── Data to process ──
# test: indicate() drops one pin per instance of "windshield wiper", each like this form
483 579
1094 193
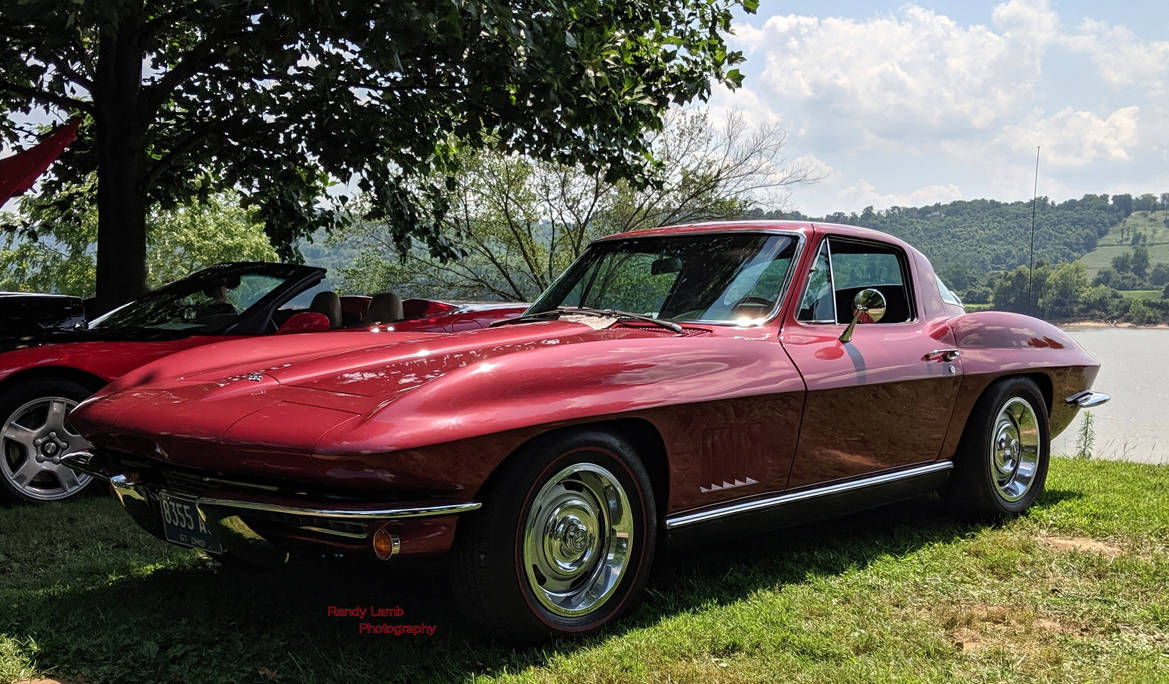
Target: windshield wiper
620 313
589 311
550 315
───
Exercise aim
Copy out every line of the listing above word for word, leaving out the pictures.

Result
# test: indicate() drops one pin per instance of "windshield wiper", each like this form
483 579
1094 193
Target: windshield wiper
620 313
589 311
550 315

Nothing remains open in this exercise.